Copy out the material below, changing every "pin" to "dot" and keeping everything else the same.
--------
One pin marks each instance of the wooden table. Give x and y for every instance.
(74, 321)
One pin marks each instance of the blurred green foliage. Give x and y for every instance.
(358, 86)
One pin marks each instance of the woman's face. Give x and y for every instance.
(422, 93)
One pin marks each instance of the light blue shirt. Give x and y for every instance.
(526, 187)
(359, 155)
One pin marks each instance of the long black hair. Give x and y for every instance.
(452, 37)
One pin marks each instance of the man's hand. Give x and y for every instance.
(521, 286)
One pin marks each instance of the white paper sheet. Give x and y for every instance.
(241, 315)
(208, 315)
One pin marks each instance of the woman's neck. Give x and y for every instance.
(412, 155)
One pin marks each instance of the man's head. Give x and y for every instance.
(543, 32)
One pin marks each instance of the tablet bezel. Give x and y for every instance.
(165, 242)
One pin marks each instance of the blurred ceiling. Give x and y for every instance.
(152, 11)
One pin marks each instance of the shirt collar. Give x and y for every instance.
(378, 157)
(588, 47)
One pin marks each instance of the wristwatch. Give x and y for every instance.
--------
• _TASK SOLUTION_
One dot marks each instance of the wooden table. Give x and y for every instance.
(74, 321)
One dot marks each instance of the blurred green foliage. Give x and y for every instance.
(358, 86)
One dot marks each instance of the woman's face. Give x and y for every instance.
(422, 93)
One dot marks each instance of the light blue shirt. Give x and y for every instance.
(526, 187)
(359, 155)
One dot marks each instance of the long black hair. Give x and y for every instance.
(452, 37)
One dot marks each instance of the man's hand. Give x and y for every instance.
(521, 286)
One dot marks each instance of the white paper sheet. Give x and y for every instance.
(241, 315)
(208, 315)
One dot marks each instance of the woman's neck. Give x and y for every instance.
(412, 155)
One dot marks each instance of the man's head. Give x and y for every instance.
(543, 32)
One dot marks each instance of the tablet bezel. Give x and y for every instance.
(165, 242)
One dot marks each instance of the blurred ceiling. Give x and y for every instance.
(152, 11)
One dot marks each instance of the shirt collar. Give x and y for every instance.
(378, 157)
(588, 47)
One dot marks each instance of the wristwatch. Give x and y for every instance.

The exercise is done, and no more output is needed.